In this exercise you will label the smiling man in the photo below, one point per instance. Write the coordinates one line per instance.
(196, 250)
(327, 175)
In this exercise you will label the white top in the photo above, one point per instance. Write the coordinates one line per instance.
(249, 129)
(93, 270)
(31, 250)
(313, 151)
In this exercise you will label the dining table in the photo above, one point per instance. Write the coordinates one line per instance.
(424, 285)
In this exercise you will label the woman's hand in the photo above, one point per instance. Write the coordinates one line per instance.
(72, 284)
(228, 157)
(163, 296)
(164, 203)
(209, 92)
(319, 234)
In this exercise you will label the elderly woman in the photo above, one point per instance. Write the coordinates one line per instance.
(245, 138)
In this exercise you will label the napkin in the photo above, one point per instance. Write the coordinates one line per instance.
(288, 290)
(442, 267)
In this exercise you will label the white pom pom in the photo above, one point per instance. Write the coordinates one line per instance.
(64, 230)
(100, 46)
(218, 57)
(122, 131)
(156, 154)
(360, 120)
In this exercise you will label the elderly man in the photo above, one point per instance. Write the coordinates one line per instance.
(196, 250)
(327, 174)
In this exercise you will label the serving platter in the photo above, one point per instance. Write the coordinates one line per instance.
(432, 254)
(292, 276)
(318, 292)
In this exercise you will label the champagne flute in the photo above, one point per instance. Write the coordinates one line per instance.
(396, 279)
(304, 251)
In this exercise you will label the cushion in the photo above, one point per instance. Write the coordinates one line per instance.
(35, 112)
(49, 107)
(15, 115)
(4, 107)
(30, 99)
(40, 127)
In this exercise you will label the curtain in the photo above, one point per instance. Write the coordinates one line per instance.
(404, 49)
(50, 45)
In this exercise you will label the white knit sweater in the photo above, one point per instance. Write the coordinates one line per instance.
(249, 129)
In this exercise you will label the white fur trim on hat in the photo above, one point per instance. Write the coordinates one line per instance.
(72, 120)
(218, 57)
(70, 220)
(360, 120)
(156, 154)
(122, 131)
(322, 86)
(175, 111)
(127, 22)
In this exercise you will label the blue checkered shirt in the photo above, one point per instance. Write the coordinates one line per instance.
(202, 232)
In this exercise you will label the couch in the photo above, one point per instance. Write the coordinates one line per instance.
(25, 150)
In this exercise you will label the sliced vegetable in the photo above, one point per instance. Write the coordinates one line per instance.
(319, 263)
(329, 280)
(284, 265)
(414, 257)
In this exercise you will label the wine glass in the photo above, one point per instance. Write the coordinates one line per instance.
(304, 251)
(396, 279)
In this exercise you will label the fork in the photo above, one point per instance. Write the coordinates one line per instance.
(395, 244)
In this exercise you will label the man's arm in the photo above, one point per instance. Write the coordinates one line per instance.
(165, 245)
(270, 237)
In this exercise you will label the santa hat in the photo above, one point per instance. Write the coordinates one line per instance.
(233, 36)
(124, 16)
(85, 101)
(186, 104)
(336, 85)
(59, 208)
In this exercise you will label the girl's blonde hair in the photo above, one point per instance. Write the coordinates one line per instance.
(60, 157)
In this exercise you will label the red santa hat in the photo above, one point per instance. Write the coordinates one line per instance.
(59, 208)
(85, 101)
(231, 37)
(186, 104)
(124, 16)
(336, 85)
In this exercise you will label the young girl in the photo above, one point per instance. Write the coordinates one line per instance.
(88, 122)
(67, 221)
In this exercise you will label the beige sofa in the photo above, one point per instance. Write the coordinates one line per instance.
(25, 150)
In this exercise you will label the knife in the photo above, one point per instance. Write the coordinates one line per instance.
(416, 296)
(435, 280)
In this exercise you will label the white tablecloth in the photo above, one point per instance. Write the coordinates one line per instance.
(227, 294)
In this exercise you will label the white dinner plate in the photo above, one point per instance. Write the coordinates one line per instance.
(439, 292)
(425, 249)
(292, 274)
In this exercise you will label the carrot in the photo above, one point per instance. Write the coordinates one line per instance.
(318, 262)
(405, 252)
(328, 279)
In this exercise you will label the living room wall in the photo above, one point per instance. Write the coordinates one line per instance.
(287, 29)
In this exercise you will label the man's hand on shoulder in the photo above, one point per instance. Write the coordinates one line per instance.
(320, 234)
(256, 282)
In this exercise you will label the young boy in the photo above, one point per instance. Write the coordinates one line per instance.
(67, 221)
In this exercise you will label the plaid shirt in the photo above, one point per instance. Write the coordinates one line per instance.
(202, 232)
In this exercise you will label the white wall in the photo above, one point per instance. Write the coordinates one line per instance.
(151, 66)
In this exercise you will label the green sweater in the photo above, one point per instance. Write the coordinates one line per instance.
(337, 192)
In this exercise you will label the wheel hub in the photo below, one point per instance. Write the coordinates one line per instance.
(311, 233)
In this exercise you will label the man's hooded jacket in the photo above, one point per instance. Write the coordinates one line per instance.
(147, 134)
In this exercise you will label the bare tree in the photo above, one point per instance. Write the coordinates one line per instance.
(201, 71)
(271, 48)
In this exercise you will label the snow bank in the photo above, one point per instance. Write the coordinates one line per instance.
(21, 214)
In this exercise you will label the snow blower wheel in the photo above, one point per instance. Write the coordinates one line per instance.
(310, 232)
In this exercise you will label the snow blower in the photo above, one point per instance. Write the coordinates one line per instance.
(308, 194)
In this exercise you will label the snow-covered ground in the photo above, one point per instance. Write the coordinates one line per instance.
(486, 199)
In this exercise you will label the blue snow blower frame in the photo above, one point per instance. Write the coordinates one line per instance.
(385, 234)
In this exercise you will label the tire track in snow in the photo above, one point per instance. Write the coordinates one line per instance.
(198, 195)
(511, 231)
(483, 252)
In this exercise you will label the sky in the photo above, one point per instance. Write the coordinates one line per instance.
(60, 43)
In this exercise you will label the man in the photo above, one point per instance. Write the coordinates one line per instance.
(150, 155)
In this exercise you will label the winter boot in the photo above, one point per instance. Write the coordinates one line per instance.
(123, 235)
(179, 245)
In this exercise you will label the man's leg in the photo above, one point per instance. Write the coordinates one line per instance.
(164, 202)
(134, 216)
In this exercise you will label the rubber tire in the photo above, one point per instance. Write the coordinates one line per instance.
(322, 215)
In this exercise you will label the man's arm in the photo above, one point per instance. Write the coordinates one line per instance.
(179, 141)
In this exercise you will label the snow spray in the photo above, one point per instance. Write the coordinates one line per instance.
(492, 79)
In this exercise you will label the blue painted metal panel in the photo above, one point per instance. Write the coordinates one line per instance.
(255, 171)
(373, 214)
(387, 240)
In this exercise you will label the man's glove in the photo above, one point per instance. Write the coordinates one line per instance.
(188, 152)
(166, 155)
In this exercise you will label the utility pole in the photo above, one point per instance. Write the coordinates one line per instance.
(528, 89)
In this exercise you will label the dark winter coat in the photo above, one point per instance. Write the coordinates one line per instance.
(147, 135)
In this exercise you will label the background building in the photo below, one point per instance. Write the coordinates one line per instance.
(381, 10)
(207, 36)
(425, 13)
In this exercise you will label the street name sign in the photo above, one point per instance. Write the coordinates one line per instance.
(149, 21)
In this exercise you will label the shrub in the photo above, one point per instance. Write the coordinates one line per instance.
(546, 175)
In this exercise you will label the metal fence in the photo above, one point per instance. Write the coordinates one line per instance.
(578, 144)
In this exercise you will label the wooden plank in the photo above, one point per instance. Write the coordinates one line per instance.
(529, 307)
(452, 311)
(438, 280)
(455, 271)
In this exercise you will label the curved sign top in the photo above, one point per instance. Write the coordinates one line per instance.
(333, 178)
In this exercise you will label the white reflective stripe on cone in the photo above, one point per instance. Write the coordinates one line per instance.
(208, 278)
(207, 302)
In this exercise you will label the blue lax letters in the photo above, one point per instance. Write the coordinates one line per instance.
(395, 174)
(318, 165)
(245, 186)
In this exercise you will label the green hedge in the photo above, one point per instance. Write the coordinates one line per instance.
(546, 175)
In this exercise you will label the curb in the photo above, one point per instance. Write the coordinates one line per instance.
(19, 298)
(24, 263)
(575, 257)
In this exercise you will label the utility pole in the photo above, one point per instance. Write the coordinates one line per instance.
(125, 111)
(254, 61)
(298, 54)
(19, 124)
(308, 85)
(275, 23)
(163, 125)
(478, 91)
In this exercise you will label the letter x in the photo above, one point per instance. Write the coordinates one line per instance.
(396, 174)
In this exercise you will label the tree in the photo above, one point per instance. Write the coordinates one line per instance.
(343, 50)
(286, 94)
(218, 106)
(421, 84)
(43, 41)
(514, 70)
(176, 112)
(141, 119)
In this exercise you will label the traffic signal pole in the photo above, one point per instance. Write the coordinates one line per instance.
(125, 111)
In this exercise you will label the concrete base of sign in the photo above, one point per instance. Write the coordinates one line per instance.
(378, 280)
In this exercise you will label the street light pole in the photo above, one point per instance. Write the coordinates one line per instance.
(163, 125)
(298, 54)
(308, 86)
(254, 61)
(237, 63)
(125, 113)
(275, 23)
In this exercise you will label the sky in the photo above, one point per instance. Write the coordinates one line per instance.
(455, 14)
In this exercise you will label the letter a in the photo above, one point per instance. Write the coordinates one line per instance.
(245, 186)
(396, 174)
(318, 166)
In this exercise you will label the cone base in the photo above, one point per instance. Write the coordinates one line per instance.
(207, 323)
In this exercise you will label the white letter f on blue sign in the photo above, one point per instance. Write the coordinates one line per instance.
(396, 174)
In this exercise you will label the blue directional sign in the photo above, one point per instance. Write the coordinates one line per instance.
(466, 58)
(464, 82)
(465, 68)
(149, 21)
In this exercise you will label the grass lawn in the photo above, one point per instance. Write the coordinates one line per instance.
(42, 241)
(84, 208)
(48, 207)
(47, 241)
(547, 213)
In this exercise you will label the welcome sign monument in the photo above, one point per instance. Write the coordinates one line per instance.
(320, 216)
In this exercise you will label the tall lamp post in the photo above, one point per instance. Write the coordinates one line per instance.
---------------
■ Challenge:
Pull out every line of the records, starting with the one that contains "In this exercise you will label the white letter" and going on through the last line, and reproduce them word for word.

■ Written solution:
In this exercise you will label the white letter f on blue sign in the photo above, one point per instance. Write the coordinates one line per instance.
(396, 174)
In this exercise you will label the blue directional sign in the photo above, one point per instance. Write the coordinates one line per instance.
(466, 58)
(464, 82)
(465, 68)
(149, 21)
In this exercise you will label the grass lawn in the photo above, one point per instance. Write the coordinates one line per instance.
(42, 241)
(84, 208)
(48, 207)
(47, 241)
(547, 213)
In this exercise you will label the welcome sign monument in the photo above, one point per instance. Write the coordinates one line per instance.
(320, 216)
In this exercise you will label the tall lamp post in the photo above, one point per instance. Write the coordinates one line per instance.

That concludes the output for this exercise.